**What to do**. The result should be the line with "Ground flag pole" followed by every remaining line of the entries, each reproduced exactly, with nothing else.

**Data excerpts**.
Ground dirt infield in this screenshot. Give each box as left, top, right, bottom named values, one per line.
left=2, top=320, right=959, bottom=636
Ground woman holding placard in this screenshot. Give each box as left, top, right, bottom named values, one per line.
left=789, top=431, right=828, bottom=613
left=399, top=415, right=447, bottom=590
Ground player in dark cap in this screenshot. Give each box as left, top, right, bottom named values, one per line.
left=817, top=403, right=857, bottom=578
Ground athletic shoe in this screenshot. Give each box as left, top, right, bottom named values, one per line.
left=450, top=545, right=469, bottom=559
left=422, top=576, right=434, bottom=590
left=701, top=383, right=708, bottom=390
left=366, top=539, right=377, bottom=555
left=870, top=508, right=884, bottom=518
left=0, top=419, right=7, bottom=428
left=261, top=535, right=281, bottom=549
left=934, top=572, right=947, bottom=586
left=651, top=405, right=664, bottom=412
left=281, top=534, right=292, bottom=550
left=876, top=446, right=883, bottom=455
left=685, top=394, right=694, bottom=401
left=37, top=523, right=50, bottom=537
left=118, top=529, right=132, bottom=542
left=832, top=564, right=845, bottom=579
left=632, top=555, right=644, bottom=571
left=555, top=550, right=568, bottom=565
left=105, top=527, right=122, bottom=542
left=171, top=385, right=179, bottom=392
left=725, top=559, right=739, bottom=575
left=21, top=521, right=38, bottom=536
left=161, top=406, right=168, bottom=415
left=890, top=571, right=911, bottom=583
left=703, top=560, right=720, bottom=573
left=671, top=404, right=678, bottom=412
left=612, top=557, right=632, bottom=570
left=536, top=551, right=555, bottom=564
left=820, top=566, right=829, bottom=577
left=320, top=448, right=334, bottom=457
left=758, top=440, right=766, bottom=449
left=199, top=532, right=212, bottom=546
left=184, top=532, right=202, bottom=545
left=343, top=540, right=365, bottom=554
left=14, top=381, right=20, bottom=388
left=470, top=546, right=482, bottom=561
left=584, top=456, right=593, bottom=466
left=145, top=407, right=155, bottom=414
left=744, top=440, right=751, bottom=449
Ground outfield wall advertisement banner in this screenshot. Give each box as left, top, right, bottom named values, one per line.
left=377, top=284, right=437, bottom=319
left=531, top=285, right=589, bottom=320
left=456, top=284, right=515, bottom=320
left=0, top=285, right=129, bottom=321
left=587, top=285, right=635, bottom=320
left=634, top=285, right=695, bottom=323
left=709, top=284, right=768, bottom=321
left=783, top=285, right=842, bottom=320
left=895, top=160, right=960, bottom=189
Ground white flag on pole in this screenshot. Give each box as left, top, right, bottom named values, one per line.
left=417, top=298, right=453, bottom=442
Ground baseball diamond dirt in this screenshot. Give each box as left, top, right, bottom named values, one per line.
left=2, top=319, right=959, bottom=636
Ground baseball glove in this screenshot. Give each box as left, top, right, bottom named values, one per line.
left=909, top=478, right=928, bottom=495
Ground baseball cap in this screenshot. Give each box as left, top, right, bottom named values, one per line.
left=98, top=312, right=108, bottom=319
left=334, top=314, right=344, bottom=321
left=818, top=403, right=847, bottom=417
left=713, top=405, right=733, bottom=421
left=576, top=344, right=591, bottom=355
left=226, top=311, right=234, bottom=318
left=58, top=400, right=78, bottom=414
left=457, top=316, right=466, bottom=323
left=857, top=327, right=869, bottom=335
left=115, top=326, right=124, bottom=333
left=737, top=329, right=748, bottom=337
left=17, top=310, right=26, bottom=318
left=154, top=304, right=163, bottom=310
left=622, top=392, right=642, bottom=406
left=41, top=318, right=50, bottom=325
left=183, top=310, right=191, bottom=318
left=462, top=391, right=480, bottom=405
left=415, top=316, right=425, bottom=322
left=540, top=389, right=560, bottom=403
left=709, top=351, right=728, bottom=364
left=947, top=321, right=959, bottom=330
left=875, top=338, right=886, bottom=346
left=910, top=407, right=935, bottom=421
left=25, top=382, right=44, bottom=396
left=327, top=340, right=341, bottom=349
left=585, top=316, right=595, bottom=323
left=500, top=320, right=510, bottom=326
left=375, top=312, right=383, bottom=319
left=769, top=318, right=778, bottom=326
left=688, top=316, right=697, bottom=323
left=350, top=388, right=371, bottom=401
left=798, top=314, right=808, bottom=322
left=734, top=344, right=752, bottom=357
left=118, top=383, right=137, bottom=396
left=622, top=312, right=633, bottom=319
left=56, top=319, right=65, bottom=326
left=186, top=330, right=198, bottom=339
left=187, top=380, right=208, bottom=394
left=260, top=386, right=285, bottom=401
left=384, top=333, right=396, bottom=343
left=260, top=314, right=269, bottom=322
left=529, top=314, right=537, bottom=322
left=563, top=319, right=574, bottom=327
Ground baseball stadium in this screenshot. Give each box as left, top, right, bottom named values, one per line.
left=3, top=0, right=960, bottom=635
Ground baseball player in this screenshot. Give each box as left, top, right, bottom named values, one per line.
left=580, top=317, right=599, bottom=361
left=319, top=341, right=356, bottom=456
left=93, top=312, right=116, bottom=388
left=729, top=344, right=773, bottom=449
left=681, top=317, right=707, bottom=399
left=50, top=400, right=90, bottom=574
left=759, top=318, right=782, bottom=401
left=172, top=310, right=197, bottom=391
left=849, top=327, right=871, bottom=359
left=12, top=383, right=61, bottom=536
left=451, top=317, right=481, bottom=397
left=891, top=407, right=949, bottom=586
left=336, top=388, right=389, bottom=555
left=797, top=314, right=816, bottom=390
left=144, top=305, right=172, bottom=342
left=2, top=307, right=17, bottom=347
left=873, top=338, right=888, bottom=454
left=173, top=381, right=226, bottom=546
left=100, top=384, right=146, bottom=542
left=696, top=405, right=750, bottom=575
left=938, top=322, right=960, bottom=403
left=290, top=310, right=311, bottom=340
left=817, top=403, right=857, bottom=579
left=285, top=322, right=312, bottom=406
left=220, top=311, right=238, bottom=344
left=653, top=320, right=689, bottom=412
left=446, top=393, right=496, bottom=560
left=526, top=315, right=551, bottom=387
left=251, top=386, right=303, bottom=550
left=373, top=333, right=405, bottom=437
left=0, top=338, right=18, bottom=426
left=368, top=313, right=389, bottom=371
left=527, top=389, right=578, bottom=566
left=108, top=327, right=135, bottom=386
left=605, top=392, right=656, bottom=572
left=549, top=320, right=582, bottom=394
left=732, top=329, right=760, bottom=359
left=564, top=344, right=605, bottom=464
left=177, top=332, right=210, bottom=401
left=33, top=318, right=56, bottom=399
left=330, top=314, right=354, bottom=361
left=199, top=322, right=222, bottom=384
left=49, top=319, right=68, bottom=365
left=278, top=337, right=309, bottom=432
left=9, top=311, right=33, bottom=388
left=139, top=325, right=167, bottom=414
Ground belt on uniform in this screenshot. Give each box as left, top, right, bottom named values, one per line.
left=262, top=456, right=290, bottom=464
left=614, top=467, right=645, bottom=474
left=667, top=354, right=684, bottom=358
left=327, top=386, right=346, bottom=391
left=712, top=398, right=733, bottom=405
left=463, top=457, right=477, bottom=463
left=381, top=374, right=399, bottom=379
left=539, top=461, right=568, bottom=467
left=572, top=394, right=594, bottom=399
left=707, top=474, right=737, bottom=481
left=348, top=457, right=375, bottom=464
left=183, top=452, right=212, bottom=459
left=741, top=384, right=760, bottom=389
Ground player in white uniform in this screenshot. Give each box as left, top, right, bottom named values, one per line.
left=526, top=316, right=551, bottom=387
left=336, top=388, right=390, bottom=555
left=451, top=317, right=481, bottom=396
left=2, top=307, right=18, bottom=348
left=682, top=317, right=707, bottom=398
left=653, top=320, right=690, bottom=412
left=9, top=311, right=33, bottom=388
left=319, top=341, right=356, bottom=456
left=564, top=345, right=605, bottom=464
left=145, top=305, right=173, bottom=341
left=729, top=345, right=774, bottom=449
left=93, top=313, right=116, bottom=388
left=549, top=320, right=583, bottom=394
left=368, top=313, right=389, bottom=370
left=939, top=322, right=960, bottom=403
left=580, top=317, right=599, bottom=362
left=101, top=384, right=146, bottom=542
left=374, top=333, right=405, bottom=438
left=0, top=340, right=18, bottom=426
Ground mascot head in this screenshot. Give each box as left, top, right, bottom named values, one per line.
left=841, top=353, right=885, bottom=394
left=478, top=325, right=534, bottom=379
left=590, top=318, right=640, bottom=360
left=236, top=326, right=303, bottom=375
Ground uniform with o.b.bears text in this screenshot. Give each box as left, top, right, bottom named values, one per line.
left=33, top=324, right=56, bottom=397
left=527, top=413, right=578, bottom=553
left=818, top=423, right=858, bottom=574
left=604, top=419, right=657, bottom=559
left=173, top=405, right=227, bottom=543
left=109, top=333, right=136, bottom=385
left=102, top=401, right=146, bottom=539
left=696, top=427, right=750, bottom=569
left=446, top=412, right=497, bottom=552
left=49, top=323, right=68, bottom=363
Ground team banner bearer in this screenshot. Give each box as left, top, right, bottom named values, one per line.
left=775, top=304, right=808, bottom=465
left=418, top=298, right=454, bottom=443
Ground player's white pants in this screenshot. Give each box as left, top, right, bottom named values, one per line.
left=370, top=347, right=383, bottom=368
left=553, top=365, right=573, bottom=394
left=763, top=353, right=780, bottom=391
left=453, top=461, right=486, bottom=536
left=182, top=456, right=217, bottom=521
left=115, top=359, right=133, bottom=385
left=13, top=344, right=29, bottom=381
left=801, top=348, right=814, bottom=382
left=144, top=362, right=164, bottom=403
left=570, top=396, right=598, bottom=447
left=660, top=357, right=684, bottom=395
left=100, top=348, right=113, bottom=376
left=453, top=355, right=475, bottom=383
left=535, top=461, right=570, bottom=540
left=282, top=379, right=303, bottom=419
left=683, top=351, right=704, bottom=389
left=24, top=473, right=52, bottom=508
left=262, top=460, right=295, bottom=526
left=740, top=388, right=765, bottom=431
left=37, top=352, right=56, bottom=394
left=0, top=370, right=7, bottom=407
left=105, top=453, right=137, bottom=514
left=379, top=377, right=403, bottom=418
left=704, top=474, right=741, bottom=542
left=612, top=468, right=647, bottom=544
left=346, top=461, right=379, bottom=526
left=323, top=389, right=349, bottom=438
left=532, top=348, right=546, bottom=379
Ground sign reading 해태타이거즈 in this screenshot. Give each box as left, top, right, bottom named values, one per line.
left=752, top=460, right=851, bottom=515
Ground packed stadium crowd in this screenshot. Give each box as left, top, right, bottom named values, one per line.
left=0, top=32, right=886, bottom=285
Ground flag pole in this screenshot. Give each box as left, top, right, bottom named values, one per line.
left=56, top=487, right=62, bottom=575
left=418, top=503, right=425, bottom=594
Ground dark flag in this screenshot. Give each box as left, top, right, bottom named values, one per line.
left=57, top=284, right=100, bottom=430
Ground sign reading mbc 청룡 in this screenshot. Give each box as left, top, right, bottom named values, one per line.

**Output for this task**.
Ground flag pole in this screenshot. Give each box as left, top, right, bottom named values, one per line.
left=56, top=487, right=62, bottom=575
left=418, top=503, right=425, bottom=594
Ground dark flag in this screenshot. Give each box as left, top, right, bottom named values, one per line.
left=57, top=284, right=100, bottom=430
Ground sign reading mbc 청룡 in this screenshot. Give each box as left, top, right, bottom named values, one per line.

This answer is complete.